** Prompt **
Rewrite the material from the line containing "the door handle in the image above" down to the line containing "[[42, 106, 70, 155]]", both included, as a two-column CSV with the headers request and response. Give one row per request: its text and its answer, each in its own quoted field, with any line breaks replaced by spaces.

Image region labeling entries
──────

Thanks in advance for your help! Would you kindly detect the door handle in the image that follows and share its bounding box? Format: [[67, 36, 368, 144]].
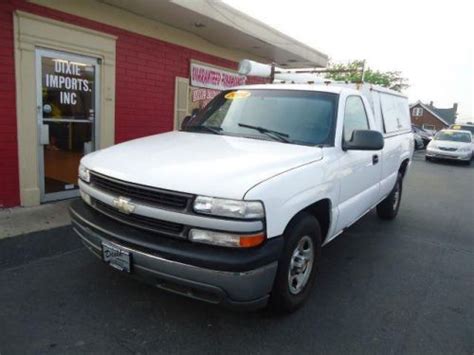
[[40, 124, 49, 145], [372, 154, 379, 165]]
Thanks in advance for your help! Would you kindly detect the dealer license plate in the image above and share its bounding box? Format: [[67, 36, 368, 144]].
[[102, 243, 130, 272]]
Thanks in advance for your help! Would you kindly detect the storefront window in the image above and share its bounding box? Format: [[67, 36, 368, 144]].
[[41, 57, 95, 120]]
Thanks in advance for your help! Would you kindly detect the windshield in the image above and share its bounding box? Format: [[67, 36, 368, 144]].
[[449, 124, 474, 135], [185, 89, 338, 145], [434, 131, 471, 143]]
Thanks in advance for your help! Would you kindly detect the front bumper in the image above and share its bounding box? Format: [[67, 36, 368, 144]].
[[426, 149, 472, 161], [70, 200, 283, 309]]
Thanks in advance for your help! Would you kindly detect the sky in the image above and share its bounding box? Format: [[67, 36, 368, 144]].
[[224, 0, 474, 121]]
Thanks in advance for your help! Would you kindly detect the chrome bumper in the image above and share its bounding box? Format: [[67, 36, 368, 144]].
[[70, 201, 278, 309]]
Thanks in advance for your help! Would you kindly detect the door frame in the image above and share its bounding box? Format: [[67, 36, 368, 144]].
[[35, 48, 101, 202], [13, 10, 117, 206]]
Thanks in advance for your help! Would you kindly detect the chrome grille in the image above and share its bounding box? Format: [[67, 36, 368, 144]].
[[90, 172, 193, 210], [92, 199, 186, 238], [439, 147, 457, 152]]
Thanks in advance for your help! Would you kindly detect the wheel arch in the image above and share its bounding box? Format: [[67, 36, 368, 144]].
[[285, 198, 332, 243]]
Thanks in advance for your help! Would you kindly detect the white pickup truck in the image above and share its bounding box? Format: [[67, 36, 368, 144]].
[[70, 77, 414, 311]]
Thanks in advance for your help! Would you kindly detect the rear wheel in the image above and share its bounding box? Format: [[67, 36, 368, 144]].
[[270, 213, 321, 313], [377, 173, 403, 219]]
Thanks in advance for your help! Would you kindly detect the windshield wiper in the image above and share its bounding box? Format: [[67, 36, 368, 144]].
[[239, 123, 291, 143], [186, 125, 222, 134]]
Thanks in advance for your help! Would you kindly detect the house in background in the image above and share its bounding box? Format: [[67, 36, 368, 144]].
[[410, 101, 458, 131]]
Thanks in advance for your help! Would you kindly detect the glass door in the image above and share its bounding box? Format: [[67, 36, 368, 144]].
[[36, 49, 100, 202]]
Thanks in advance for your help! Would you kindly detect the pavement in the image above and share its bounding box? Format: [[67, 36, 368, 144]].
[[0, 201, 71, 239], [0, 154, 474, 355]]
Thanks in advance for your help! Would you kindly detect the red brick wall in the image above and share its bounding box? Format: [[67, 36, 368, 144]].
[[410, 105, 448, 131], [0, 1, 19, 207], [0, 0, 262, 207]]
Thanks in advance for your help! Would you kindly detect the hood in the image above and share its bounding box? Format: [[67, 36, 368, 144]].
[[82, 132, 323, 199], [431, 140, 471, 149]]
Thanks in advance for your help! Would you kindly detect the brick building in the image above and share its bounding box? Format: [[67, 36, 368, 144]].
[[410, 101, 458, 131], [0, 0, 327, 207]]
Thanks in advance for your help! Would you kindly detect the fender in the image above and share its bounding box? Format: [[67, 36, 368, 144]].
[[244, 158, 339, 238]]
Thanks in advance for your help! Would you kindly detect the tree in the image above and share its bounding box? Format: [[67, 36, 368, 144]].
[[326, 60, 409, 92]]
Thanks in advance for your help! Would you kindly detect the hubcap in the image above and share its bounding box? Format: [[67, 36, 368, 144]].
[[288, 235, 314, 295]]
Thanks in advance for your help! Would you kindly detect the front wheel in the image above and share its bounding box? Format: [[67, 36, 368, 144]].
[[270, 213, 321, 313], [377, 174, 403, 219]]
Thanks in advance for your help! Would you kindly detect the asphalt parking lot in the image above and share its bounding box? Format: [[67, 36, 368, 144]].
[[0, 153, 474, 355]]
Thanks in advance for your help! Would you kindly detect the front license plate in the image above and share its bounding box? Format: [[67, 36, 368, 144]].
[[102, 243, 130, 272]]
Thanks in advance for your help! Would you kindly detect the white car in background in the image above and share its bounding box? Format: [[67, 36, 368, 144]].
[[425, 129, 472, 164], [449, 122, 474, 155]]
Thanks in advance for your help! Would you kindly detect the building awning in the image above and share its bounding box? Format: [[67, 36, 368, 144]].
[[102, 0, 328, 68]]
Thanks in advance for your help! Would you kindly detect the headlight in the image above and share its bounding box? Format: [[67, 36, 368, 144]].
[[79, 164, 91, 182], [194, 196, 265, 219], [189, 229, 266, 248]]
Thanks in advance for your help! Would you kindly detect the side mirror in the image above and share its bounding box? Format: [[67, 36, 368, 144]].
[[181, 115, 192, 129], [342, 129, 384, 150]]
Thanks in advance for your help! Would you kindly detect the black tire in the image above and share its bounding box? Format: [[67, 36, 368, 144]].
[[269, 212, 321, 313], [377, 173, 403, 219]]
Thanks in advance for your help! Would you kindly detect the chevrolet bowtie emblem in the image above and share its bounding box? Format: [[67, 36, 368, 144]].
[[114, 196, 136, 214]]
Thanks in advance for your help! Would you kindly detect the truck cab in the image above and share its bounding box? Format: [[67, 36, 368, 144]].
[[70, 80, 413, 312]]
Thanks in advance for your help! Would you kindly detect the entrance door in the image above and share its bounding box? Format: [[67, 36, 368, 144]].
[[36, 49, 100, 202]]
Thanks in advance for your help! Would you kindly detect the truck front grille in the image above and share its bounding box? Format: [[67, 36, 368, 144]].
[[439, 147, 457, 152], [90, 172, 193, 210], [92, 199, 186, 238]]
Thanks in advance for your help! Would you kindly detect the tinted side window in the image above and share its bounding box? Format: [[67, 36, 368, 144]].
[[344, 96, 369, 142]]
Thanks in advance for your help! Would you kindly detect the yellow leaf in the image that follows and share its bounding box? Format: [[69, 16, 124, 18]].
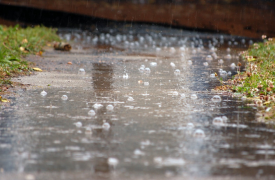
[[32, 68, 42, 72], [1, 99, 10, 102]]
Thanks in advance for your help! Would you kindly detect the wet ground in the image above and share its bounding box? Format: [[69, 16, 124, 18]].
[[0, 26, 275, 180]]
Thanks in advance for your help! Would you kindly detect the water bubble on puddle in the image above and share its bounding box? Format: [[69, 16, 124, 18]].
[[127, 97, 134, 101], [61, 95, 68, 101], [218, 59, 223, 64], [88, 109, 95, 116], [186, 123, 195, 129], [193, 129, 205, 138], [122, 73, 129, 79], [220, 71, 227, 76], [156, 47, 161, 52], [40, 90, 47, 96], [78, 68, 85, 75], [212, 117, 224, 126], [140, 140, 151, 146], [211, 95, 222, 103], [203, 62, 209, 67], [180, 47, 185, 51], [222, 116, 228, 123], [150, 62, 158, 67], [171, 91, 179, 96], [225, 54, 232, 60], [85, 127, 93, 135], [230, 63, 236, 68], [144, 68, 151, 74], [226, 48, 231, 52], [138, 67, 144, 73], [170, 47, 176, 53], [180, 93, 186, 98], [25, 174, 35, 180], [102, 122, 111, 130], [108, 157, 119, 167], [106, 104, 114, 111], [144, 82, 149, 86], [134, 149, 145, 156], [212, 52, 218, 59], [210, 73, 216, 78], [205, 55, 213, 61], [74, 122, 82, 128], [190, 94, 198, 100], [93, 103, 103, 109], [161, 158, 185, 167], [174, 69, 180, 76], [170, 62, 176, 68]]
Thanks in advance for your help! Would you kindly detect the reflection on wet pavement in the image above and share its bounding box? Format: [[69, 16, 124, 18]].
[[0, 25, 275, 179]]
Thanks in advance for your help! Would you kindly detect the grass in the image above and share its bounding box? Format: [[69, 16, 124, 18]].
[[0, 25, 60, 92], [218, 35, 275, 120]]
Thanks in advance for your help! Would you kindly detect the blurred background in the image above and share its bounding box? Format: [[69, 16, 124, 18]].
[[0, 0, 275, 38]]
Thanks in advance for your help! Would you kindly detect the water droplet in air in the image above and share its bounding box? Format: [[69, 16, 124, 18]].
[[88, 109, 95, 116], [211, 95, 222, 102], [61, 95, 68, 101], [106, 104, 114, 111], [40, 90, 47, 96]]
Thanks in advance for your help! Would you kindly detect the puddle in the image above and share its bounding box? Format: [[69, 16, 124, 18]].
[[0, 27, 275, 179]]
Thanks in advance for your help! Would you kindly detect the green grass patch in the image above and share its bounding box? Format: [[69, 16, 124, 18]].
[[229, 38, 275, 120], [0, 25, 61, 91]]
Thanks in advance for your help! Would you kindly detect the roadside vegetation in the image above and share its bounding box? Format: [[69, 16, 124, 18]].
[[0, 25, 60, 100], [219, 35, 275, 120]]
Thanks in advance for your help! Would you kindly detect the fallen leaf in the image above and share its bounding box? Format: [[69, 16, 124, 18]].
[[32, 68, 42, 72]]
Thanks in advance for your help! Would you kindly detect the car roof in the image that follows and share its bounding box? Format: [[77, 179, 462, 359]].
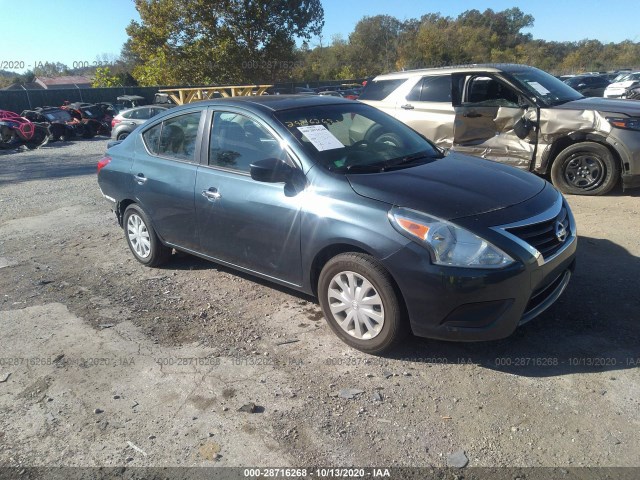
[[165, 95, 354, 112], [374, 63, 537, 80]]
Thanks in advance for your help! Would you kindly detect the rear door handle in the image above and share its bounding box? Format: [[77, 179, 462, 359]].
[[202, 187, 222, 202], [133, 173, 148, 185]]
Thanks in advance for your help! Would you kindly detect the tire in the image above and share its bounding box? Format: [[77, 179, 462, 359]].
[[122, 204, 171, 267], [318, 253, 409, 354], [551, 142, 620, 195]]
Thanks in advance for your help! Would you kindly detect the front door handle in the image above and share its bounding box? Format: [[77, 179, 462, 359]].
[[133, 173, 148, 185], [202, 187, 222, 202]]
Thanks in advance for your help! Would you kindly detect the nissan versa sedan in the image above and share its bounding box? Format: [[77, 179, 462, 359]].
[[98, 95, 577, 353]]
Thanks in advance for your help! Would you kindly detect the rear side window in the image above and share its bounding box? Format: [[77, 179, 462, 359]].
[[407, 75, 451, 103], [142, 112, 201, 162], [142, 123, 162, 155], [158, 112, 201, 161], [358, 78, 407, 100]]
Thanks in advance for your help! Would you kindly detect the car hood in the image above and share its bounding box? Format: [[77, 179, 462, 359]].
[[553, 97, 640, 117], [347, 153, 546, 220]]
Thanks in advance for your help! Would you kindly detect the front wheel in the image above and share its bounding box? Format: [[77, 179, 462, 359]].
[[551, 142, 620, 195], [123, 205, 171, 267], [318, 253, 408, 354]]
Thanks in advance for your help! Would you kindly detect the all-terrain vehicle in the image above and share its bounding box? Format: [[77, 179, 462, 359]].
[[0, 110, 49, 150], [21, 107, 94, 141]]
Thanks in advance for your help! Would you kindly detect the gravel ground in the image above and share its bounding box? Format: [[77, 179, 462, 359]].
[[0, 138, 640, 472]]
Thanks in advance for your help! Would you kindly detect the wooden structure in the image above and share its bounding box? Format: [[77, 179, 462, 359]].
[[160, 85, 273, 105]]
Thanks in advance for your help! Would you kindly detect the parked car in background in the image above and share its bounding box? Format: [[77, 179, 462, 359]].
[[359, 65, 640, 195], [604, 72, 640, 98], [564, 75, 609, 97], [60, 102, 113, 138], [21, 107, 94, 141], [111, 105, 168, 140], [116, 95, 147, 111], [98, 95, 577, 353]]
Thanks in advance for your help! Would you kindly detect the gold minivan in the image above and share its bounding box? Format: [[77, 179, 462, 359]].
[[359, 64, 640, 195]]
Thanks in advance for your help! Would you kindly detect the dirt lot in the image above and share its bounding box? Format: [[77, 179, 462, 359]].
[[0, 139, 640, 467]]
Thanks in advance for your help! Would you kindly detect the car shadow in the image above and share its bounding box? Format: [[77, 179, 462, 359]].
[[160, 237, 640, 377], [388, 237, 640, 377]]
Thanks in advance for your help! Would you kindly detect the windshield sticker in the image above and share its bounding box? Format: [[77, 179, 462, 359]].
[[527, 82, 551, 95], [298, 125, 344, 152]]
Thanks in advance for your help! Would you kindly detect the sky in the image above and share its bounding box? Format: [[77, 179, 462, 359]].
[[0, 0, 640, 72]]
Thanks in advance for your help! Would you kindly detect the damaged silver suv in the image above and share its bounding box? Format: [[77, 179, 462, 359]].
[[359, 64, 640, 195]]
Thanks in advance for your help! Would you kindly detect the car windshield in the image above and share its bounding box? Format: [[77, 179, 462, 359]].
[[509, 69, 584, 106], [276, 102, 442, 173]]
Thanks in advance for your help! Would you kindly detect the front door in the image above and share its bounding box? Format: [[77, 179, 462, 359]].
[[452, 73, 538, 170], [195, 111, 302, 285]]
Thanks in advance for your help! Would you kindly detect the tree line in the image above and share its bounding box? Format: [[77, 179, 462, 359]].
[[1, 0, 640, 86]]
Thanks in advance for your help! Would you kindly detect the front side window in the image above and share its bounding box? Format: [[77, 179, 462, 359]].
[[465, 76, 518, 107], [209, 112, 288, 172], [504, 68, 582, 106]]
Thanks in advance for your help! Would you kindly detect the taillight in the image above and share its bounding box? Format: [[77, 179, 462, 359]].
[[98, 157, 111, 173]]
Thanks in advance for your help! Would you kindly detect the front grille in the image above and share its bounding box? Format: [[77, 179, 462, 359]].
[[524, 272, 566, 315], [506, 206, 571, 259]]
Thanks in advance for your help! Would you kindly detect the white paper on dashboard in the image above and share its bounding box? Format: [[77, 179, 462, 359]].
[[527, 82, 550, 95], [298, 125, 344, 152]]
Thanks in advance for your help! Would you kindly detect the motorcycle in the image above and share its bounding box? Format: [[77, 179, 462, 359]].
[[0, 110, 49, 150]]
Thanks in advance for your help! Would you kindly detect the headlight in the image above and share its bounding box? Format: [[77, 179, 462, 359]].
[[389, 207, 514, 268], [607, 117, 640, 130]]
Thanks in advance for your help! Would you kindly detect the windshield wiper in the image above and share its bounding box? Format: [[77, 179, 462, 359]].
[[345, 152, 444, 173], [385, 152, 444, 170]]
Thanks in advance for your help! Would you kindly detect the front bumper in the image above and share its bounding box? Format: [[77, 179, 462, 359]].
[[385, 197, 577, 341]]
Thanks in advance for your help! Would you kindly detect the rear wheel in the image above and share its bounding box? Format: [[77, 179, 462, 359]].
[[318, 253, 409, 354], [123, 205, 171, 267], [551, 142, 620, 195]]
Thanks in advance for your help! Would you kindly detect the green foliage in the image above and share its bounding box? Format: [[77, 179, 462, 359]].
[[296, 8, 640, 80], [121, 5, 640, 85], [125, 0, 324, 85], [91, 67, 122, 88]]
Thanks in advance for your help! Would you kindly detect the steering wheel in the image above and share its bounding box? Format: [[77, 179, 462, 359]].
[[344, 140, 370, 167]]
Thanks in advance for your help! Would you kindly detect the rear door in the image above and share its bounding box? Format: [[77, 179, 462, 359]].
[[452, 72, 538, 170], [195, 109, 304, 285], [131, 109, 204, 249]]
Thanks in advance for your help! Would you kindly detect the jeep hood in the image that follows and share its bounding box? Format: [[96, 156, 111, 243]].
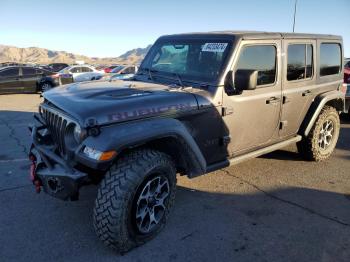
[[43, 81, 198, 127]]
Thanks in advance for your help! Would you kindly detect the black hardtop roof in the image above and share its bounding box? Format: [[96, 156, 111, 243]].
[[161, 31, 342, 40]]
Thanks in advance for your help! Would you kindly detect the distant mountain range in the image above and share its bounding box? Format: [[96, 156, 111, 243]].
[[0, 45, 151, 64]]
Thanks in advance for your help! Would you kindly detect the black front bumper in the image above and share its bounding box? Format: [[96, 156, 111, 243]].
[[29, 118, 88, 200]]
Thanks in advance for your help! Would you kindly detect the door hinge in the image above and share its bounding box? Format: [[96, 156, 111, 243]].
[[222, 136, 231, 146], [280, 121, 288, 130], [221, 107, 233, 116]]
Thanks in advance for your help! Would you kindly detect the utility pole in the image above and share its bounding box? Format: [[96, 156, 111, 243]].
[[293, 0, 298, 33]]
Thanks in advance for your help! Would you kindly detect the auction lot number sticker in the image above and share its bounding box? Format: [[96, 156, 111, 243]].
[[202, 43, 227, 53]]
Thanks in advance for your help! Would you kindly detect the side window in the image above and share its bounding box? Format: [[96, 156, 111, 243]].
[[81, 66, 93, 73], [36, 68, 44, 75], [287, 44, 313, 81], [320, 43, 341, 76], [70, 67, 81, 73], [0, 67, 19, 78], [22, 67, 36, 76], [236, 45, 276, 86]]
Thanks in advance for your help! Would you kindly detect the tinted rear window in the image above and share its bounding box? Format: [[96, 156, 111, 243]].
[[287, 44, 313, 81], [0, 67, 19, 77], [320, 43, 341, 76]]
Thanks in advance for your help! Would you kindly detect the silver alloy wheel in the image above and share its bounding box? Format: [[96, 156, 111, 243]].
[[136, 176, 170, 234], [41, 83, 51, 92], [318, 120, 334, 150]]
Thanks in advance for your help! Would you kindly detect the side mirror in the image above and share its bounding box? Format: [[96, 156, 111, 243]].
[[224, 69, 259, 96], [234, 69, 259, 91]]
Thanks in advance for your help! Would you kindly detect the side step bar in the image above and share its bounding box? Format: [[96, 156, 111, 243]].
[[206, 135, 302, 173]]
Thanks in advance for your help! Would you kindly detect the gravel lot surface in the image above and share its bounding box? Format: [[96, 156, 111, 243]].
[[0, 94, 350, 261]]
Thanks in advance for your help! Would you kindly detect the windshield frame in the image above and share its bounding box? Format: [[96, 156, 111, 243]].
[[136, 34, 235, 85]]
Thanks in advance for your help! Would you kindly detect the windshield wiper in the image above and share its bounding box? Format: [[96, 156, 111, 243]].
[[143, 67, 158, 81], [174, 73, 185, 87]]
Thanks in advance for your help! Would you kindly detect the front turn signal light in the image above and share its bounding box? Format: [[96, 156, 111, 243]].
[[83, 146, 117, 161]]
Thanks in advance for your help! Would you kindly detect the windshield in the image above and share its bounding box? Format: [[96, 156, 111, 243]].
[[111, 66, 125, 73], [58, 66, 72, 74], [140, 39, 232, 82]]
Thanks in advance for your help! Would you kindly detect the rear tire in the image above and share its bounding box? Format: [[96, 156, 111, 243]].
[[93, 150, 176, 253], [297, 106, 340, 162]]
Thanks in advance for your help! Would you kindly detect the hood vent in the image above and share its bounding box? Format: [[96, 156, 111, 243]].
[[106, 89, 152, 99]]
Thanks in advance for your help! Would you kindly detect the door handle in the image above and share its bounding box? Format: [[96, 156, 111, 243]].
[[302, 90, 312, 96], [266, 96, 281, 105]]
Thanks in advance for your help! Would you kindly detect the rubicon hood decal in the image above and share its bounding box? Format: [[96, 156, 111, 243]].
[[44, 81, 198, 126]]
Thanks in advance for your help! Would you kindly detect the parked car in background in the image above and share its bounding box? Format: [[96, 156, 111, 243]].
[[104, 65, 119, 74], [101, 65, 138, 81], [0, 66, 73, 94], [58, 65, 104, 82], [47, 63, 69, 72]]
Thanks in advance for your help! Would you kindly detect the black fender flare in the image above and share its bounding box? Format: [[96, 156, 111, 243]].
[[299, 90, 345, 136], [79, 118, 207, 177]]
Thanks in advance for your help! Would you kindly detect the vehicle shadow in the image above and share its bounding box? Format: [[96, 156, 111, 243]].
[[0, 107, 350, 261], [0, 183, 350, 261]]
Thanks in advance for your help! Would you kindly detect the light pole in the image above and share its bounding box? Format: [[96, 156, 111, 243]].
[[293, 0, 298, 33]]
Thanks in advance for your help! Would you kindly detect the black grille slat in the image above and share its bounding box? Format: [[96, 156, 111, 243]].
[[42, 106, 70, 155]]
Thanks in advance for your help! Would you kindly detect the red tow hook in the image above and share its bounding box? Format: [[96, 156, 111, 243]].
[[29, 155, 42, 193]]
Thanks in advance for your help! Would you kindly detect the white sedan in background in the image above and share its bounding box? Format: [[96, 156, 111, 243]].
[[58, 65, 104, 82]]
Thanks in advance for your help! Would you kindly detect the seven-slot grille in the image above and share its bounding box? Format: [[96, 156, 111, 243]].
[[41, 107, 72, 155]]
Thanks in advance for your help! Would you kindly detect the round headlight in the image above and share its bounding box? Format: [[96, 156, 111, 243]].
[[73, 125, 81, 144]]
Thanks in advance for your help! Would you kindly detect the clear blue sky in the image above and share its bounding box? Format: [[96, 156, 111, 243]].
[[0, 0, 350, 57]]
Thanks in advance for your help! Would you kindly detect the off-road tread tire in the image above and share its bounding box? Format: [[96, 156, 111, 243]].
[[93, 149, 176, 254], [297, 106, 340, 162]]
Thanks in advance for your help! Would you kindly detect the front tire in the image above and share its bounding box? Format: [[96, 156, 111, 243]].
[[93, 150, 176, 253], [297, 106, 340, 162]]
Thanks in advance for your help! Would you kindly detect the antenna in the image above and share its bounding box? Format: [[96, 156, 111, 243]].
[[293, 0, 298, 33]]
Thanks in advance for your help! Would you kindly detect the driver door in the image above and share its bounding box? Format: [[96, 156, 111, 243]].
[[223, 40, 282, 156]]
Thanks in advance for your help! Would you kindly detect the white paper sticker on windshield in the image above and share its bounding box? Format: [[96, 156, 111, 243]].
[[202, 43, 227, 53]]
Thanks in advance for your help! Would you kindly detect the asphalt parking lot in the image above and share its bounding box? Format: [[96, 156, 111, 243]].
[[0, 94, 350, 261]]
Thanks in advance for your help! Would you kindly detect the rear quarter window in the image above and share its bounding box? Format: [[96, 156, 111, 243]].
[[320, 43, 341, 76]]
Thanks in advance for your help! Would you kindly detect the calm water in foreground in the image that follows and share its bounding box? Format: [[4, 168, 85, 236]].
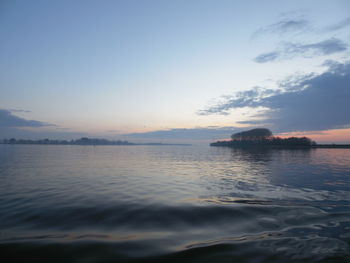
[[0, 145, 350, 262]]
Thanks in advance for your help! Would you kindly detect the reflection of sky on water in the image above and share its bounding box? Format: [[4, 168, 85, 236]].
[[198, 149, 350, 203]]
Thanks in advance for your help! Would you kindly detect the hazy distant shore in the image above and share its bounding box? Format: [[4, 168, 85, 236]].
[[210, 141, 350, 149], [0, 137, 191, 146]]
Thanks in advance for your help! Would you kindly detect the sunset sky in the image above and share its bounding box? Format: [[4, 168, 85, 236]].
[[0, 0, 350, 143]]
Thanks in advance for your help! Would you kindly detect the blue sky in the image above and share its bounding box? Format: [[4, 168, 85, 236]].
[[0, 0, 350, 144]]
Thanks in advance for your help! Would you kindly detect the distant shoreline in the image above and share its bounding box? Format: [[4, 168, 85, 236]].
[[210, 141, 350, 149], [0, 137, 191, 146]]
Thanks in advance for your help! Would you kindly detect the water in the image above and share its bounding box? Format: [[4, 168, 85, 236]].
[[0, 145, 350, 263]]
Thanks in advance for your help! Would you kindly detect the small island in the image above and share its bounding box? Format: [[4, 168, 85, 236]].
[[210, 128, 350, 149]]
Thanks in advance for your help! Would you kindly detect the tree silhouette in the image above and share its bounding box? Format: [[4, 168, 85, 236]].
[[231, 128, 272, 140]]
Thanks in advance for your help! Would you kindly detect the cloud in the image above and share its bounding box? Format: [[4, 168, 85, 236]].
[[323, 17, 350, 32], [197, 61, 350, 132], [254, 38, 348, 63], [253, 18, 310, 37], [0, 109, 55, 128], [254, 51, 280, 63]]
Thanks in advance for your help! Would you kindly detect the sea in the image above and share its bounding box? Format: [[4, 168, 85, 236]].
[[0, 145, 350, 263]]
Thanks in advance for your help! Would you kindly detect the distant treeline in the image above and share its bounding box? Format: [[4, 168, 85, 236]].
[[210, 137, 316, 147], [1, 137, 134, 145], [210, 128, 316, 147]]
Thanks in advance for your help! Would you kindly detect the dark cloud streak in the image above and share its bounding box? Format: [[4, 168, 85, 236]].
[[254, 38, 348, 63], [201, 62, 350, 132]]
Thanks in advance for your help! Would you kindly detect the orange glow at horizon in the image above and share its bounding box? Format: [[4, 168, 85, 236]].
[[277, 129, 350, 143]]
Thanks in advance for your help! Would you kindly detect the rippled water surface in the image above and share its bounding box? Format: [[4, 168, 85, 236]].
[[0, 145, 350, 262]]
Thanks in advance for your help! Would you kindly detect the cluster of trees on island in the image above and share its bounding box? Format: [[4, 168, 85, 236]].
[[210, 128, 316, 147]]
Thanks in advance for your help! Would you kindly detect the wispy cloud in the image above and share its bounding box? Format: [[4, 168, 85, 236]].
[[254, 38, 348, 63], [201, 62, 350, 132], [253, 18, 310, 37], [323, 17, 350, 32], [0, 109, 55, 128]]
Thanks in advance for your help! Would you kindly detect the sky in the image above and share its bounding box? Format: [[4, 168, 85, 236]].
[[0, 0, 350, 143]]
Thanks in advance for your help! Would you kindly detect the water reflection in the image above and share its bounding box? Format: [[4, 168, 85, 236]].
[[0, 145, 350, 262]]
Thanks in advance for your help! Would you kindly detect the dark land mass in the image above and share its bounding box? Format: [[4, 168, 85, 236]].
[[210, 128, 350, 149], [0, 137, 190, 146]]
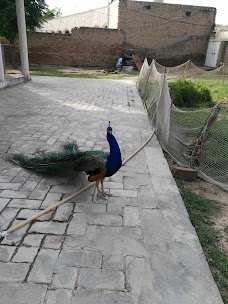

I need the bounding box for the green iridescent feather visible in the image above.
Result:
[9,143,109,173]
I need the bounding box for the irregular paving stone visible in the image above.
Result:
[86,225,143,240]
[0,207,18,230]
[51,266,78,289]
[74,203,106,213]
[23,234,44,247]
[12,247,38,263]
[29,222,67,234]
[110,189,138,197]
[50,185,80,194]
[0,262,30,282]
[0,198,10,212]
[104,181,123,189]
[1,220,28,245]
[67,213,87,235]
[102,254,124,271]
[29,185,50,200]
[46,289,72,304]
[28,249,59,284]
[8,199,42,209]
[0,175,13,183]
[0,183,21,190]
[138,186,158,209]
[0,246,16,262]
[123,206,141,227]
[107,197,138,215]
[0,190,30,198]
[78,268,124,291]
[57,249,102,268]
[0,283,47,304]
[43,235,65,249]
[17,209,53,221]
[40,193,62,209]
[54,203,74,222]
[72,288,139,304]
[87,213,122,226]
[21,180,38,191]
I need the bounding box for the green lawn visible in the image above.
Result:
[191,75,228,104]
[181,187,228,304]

──────

** Final result **
request,response
"Thanks in advance for your help! Would you kindly detect the door handle in the image above and share its bounding box? Format: [[96, 156, 111, 243]].","[[302, 90, 312, 96], [266, 96, 281, 105]]"
"Thanks in advance for your help! Would you kindly detect the rubicon hood decal in the image above and share its bounding box? Format: [[96, 156, 111, 243]].","[[44, 81, 198, 126]]"
"Thanks in advance for your help! Would you kindly detect the parked car in background in the image above and share its bounding box? Format: [[96, 156, 111, 243]].","[[104, 65, 119, 74], [101, 65, 138, 81], [0, 66, 73, 94], [58, 65, 104, 82], [47, 63, 69, 72]]"
"Thanks in advance for your help! Would you kindly detect the black fender flare in the image above and share its bounding box? Format: [[96, 156, 111, 243]].","[[299, 90, 345, 136], [79, 118, 207, 177]]"
"Thanks in advance for your help! Would you kindly detect the vehicle shadow in the image above and share its bounding box? Format: [[96, 156, 111, 243]].","[[0, 107, 350, 261], [0, 183, 350, 261]]"
"Thanks in advance for your help! Would you kindly detect the light pole in the image above and share its bounding box? Format: [[96, 156, 111, 243]].","[[293, 0, 298, 33]]"
"Thanks in advance for your help! Would you kindly detect the black grille slat in the image above and share its bounding box? Format: [[96, 156, 111, 243]].","[[42, 106, 70, 155]]"